__SOURCE MATERIAL__.

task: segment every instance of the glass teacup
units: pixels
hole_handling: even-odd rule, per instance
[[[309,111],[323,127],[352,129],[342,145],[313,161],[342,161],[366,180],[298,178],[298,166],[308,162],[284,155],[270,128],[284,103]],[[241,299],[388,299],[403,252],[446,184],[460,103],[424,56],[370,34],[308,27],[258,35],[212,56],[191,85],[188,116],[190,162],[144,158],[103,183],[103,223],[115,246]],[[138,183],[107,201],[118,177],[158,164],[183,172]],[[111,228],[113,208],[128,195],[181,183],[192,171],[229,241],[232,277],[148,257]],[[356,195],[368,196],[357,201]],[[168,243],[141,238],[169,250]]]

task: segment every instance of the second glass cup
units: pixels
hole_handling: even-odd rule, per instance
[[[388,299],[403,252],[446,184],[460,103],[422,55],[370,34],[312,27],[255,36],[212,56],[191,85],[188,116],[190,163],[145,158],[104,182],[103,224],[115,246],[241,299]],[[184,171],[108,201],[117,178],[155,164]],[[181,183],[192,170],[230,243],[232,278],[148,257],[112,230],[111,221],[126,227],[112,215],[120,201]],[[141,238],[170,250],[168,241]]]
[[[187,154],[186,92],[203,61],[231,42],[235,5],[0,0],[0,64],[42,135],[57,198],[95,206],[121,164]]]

__WORK ORDER__. For this exercise, set down the entire listing above exactly as given.

__SOLUTION TO THIS PROBLEM__.
task: segment every instance of the glass teacup
units: pixels
hole_handling: even-odd rule, per instance
[[[309,111],[323,127],[352,129],[342,145],[313,161],[342,161],[366,180],[298,178],[298,166],[308,162],[284,155],[270,128],[284,103]],[[241,299],[388,299],[403,252],[446,184],[460,103],[424,56],[370,34],[308,27],[258,35],[212,56],[191,85],[188,116],[190,162],[144,158],[103,183],[103,223],[115,246]],[[138,183],[107,201],[118,177],[158,164],[183,172]],[[111,228],[113,208],[128,195],[181,183],[192,171],[229,241],[232,277],[148,257]],[[356,195],[368,196],[357,201]],[[168,243],[141,238],[169,250]]]

task: segment every instance of the second glass cup
units: pixels
hole_handling: even-odd rule, per instance
[[[388,299],[403,252],[446,184],[460,103],[422,55],[370,34],[312,27],[255,36],[212,56],[191,85],[188,116],[190,163],[145,158],[104,182],[103,224],[115,246],[241,299]],[[184,171],[108,201],[117,178],[155,164]],[[181,183],[192,170],[230,243],[232,278],[148,257],[112,230],[111,221],[126,227],[112,215],[120,201]],[[141,238],[170,250],[168,241]]]
[[[187,154],[186,92],[203,61],[231,42],[235,5],[0,0],[0,64],[42,135],[57,198],[95,206],[121,164]]]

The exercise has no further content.